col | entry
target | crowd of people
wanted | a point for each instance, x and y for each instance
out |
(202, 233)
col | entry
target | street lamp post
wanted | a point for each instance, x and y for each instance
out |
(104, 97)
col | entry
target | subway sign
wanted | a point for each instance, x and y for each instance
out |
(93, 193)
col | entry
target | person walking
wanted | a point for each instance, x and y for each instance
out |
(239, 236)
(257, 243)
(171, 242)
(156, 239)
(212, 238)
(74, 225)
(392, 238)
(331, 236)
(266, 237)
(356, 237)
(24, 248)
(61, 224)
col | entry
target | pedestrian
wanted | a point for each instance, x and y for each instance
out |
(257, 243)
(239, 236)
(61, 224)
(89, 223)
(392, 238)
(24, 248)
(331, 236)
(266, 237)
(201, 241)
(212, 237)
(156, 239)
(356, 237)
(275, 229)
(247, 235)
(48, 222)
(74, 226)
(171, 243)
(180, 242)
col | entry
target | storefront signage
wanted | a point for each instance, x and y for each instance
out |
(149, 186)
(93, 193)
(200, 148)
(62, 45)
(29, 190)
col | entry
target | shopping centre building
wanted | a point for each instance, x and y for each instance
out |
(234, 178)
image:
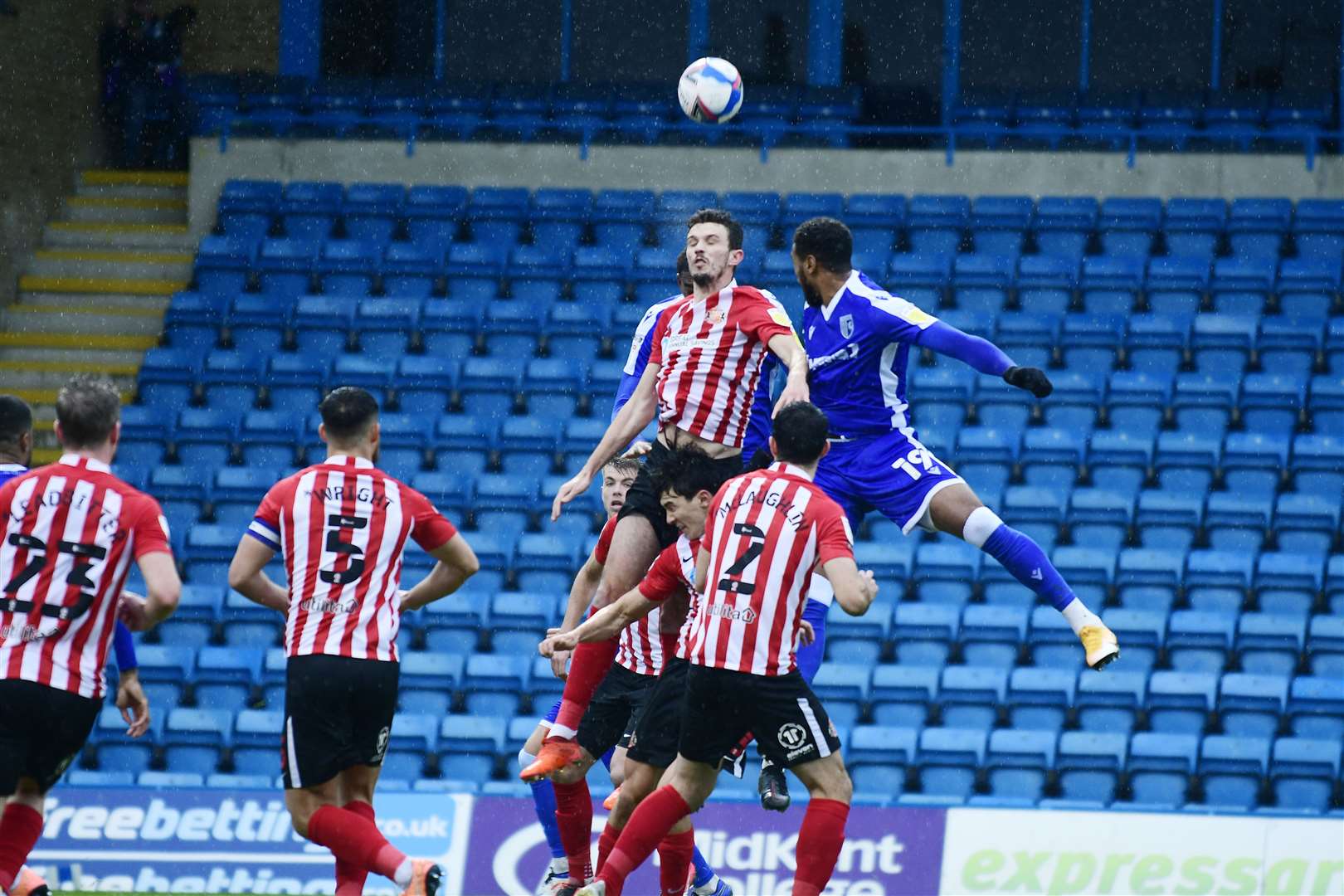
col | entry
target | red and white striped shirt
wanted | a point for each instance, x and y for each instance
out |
(709, 355)
(71, 533)
(342, 527)
(640, 648)
(672, 574)
(765, 533)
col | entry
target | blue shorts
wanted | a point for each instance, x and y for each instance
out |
(548, 719)
(890, 473)
(810, 657)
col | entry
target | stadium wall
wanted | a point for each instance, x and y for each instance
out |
(49, 90)
(197, 840)
(1036, 173)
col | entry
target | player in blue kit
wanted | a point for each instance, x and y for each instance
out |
(756, 451)
(859, 340)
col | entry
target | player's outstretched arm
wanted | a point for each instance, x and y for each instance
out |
(984, 356)
(624, 427)
(855, 589)
(791, 353)
(163, 590)
(455, 564)
(247, 577)
(602, 625)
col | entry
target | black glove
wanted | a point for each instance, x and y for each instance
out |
(1031, 379)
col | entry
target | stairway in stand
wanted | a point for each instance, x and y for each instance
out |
(91, 299)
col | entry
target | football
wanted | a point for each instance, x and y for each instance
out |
(710, 90)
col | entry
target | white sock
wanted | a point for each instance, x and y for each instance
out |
(403, 874)
(1079, 616)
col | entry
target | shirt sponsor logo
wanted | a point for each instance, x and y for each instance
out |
(724, 611)
(845, 353)
(323, 605)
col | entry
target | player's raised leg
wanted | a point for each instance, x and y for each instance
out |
(957, 511)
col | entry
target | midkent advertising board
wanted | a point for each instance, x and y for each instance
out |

--

▸ Problem to work on: Whatever the records hold apart from pictures should be repeated exactly.

▸ Result:
col | entry
target | crowd of people
wanted | a point for each instance, x and y for each instance
out |
(202, 233)
col | entry
target | street lamp post
wanted | a point for each instance, x and y for each instance
out |
(104, 97)
col | entry
target | subway sign
wanted | a point for each instance, x and y for each instance
out |
(93, 193)
col | entry
target | person walking
wanted | a point for each instance, x and y for each instance
out |
(239, 236)
(257, 243)
(171, 242)
(156, 239)
(212, 238)
(74, 225)
(392, 238)
(331, 236)
(266, 237)
(356, 237)
(24, 248)
(61, 224)
col | entry
target | pedestrian
wanted | a point for each instance, x and y for each instance
out |
(257, 243)
(239, 236)
(61, 224)
(89, 223)
(392, 238)
(24, 248)
(331, 236)
(266, 237)
(201, 241)
(212, 237)
(156, 239)
(356, 237)
(275, 229)
(247, 235)
(48, 222)
(74, 226)
(171, 243)
(180, 242)
col | entry
target | storefront signage
wanted | a point for each instance, x and y for each instance
out |
(149, 186)
(93, 193)
(200, 148)
(62, 45)
(29, 190)
col | entry
target | shopping centre building
wanted | a point for each instance, x and y for each instance
out |
(234, 178)
image:
col | entry
target | red and white striped shirt
wanted | a point for each instance, x and y for each instance
out |
(709, 355)
(71, 533)
(342, 527)
(640, 648)
(672, 574)
(765, 533)
col | entry
target | blue shorts
wanted | a point for each instance, x and y for each instance
out |
(548, 719)
(890, 473)
(810, 657)
col | entry
target | stadium wall
wanted | a point for each instance, x and y for each instance
out |
(49, 90)
(197, 840)
(1036, 173)
col | entry
target | player in blue kit
wanted | a point for each instance, x and y for each instance
out |
(756, 451)
(859, 340)
col | entry
target | player's outstretched arm
wanted | a point for each instance, x and y for each instance
out |
(984, 356)
(624, 427)
(855, 589)
(791, 353)
(163, 590)
(455, 564)
(247, 577)
(602, 625)
col | entry
target | black glove
wanted | a point for each instance, x and y for each instance
out |
(1031, 379)
col | entry
target | stairway in stand
wanted | a point for each instance, x and y for each instance
out |
(91, 299)
col | entry
target | football
wanted | a point for each instance, x and y for each instance
out |
(710, 90)
col | entry
target | white sock
wanted | a point for each instance, x and y for each instance
out |
(403, 874)
(1079, 616)
col | entry
target | shirt sponsor logo
wanted | a point for each instance, x and y for each instance
out |
(724, 611)
(845, 353)
(323, 605)
col | entry
target | player's raised leg
wanted | a point for each instance, x and y for each instance
out |
(957, 511)
col | entry
target | midkent advertising board
wanted | a point for each instance, x and y for each instance
out |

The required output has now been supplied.